WHAT YOU SHOULD DO
Copy the material below in full, substituting "disconnected parts" for every occurrence of "separate parts" and leaving all other text unchanged.
## start DATA EXCERPTS
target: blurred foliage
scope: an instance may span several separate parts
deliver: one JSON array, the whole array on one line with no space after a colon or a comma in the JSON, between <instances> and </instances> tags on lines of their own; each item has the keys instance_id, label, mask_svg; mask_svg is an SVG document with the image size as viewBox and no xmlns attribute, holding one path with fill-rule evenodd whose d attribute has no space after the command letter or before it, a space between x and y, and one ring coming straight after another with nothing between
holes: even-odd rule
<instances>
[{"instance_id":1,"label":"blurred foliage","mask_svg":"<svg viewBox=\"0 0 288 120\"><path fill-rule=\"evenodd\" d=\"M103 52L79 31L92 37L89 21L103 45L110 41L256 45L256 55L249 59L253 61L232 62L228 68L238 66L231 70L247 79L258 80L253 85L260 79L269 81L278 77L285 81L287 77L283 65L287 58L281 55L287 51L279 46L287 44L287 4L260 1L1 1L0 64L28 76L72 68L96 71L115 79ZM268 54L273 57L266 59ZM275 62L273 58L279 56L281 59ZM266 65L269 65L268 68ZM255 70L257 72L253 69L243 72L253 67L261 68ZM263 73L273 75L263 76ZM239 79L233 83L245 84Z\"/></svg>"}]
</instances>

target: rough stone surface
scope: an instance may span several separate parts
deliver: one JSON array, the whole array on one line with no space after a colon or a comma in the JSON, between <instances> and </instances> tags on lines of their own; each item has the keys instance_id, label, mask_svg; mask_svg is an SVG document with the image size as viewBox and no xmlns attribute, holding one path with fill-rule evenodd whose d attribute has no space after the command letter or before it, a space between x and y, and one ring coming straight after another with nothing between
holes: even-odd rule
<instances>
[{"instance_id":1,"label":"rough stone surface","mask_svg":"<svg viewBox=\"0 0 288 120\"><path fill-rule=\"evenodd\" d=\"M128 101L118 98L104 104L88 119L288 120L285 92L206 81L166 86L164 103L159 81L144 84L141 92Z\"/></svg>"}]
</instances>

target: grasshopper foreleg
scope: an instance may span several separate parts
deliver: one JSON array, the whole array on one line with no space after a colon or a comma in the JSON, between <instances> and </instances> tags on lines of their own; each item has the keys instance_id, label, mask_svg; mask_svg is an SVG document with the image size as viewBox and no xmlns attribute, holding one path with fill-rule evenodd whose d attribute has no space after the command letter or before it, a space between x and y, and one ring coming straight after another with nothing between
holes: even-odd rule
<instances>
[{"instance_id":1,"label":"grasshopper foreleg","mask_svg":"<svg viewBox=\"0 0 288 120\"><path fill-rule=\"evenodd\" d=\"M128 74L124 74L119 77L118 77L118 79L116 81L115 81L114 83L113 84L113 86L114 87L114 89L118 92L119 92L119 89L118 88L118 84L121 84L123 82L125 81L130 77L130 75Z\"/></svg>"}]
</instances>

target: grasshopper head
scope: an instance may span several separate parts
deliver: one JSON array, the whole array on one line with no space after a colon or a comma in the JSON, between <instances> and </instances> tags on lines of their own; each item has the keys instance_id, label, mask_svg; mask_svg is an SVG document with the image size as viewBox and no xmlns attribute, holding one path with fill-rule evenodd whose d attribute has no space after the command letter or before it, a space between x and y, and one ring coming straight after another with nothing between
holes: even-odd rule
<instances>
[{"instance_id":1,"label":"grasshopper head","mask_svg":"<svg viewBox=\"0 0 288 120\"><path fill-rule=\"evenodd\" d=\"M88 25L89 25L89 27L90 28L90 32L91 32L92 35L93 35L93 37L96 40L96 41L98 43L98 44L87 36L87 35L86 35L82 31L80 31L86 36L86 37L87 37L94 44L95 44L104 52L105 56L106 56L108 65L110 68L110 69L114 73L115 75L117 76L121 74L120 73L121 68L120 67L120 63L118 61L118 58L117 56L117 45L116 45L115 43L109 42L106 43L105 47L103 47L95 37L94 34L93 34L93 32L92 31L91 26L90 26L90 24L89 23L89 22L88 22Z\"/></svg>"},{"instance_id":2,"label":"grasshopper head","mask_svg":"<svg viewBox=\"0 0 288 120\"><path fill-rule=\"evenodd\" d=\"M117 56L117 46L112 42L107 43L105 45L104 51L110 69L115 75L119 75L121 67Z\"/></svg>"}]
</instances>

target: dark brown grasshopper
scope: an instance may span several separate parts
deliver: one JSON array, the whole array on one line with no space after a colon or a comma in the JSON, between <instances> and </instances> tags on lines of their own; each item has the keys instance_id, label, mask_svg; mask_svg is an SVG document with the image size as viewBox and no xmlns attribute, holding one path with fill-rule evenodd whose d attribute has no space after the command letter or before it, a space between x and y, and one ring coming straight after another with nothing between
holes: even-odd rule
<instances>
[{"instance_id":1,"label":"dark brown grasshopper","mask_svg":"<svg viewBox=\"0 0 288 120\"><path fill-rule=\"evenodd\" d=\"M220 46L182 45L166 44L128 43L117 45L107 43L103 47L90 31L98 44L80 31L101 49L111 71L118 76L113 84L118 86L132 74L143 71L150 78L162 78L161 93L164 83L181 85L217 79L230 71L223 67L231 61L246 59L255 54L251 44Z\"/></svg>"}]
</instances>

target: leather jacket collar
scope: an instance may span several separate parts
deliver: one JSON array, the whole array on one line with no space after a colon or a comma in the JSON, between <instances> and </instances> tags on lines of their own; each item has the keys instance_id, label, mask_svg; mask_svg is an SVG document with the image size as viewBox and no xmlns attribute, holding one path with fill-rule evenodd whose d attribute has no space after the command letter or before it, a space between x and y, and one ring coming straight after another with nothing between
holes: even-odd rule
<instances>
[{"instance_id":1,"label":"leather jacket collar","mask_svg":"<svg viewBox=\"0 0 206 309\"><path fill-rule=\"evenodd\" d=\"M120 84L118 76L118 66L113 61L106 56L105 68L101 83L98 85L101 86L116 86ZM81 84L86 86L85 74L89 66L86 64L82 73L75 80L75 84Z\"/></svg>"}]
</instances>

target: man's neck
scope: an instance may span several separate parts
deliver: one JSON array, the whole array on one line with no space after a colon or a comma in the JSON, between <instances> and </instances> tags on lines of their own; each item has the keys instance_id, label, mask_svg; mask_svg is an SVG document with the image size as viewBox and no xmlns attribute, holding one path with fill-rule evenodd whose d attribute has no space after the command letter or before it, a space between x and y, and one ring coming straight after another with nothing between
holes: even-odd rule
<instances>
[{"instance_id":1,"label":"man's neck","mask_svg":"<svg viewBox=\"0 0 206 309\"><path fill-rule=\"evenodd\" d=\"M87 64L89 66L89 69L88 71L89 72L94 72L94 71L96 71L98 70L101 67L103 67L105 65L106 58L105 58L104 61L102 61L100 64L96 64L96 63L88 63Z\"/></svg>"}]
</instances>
## end DATA EXCERPTS
RESULT FOR THIS TASK
target: blurred foliage
scope: an instance may span several disconnected parts
deliver: one JSON array, the whole array on one line with no space after a colon or a comma in the JSON, between <instances> and </instances> tags on lines of their own; each item has the keys instance_id, label, mask_svg; mask_svg is an SVG document with the image size as viewBox and no xmlns attribute, holding one path with fill-rule evenodd whose d attribute has no space after the command letter or before it, a space between x and y, and one ring coming straight after another with nothing between
holes: even-odd rule
<instances>
[{"instance_id":1,"label":"blurred foliage","mask_svg":"<svg viewBox=\"0 0 288 120\"><path fill-rule=\"evenodd\" d=\"M103 52L79 31L92 37L89 21L103 45L110 41L256 45L256 55L249 59L253 61L232 62L228 68L238 66L231 70L247 79L258 80L253 85L260 79L269 81L278 77L285 81L287 77L283 65L287 58L281 55L287 51L279 46L287 44L287 4L260 1L1 1L0 64L28 76L72 68L96 71L115 79ZM268 54L273 57L266 59ZM275 62L273 58L279 56L281 59ZM266 65L269 65L268 68ZM255 70L257 72L253 69L243 72L253 67L261 68ZM263 73L273 75L263 76ZM239 79L233 83L245 84Z\"/></svg>"}]
</instances>

target: rough stone surface
scope: an instance may span several disconnected parts
deliver: one JSON array, the whole array on one line with no space after a colon or a comma in the JSON, between <instances> and </instances> tags on lines of their own; each item has the keys instance_id, label, mask_svg; mask_svg is an SVG document with the image size as viewBox and no xmlns attribute, holding one path with fill-rule evenodd whose d attribute has no space after the command letter or before it, a space between x and y, and one ring coming straight after another with nothing between
holes: even-odd rule
<instances>
[{"instance_id":1,"label":"rough stone surface","mask_svg":"<svg viewBox=\"0 0 288 120\"><path fill-rule=\"evenodd\" d=\"M128 101L118 98L104 104L88 119L288 120L285 92L206 81L166 86L164 103L159 81L144 84L141 92Z\"/></svg>"}]
</instances>

target: grasshopper foreleg
scope: an instance may span several disconnected parts
deliver: one JSON array, the whole array on one line with no space after a colon or a comma in the JSON, between <instances> and </instances> tags on lines of their own; each item has the keys instance_id, label, mask_svg; mask_svg is an SVG document with the image size as viewBox and no xmlns attribute, holding one path with fill-rule evenodd whose d attribute has no space after the command letter or before it, a space between x and y, and one ring coming straight after another with nothing between
holes: even-odd rule
<instances>
[{"instance_id":1,"label":"grasshopper foreleg","mask_svg":"<svg viewBox=\"0 0 288 120\"><path fill-rule=\"evenodd\" d=\"M128 74L124 74L119 77L118 77L118 79L116 81L115 81L114 83L113 84L113 86L114 87L114 89L118 92L119 92L119 89L118 88L118 84L121 84L123 82L125 81L130 77L130 75Z\"/></svg>"}]
</instances>

target: grasshopper head
scope: an instance may span several disconnected parts
deliver: one JSON array, the whole array on one line with no space after a colon or a comma in the JSON, between <instances> and </instances> tags on lines of their own; each item has the keys instance_id, label, mask_svg; mask_svg is an SVG document with the image size as viewBox and no xmlns attribute, holding one path with fill-rule evenodd whose d attribute has no space after the command letter or before it, a space between x and y, and one ring coming straight after another with nothing between
holes: even-odd rule
<instances>
[{"instance_id":1,"label":"grasshopper head","mask_svg":"<svg viewBox=\"0 0 288 120\"><path fill-rule=\"evenodd\" d=\"M88 25L89 25L89 27L90 28L90 32L91 32L92 35L93 35L93 37L96 40L96 41L98 43L98 44L87 36L87 35L86 35L82 31L80 31L86 36L86 37L87 37L94 44L95 44L104 52L105 56L106 56L108 65L110 68L110 69L114 73L115 75L117 76L121 74L120 73L121 68L120 67L120 63L118 61L118 58L117 56L117 45L116 45L115 43L109 42L106 43L105 47L103 47L95 37L94 34L93 34L93 32L92 31L91 26L90 26L90 24L89 23L89 22L88 22Z\"/></svg>"},{"instance_id":2,"label":"grasshopper head","mask_svg":"<svg viewBox=\"0 0 288 120\"><path fill-rule=\"evenodd\" d=\"M117 56L117 46L112 42L107 43L105 45L104 51L110 69L115 75L119 75L121 67Z\"/></svg>"}]
</instances>

target: dark brown grasshopper
scope: an instance may span several disconnected parts
deliver: one JSON array, the whole array on one line with no space after a colon or a comma in the JSON, between <instances> and </instances> tags on lines of their own; each item has the keys instance_id, label, mask_svg; mask_svg is an SVG document with the image size as viewBox and no xmlns attribute, holding one path with fill-rule evenodd whose d attribute has no space after the command letter or before it, a space between x and y, and one ring coming straight after another with nothing between
holes: even-odd rule
<instances>
[{"instance_id":1,"label":"dark brown grasshopper","mask_svg":"<svg viewBox=\"0 0 288 120\"><path fill-rule=\"evenodd\" d=\"M220 46L182 45L166 44L128 43L117 45L107 43L103 47L90 31L98 44L80 31L101 49L111 71L118 76L113 84L118 86L132 74L143 71L150 78L162 78L161 93L164 83L181 85L217 79L230 71L223 67L231 61L246 59L255 54L251 44Z\"/></svg>"}]
</instances>

target: leather jacket collar
scope: an instance may span several disconnected parts
deliver: one JSON array, the whole array on one line with no space after a colon or a comma in the JSON, between <instances> and </instances> tags on lines of their own; each item has the keys instance_id, label, mask_svg; mask_svg is an SVG document with the image size as viewBox and no xmlns attribute, holding one path with fill-rule evenodd whose d attribute has no space after the command letter or before it, a space between x and y, and one ring coming straight after another with nothing between
holes: even-odd rule
<instances>
[{"instance_id":1,"label":"leather jacket collar","mask_svg":"<svg viewBox=\"0 0 206 309\"><path fill-rule=\"evenodd\" d=\"M120 84L118 76L118 66L113 61L106 56L105 68L101 83L98 85L101 86L116 86ZM81 84L86 86L85 74L89 66L86 64L82 73L75 80L75 84Z\"/></svg>"}]
</instances>

target: man's neck
scope: an instance may span several disconnected parts
deliver: one JSON array, the whole array on one line with no space after a colon or a comma in the JSON, between <instances> and </instances> tags on lines of their own; each item has the keys instance_id, label, mask_svg; mask_svg is an SVG document with the image size as viewBox and no xmlns attribute, holding one path with fill-rule evenodd whose d attribute has no space after the command letter or before it, a space between x and y, and one ring coming straight after another with nothing between
holes: even-odd rule
<instances>
[{"instance_id":1,"label":"man's neck","mask_svg":"<svg viewBox=\"0 0 206 309\"><path fill-rule=\"evenodd\" d=\"M87 64L89 66L89 69L88 71L89 72L94 72L94 71L96 71L98 70L101 67L103 67L105 65L106 58L105 58L104 61L102 61L100 64L96 64L96 63L88 63Z\"/></svg>"}]
</instances>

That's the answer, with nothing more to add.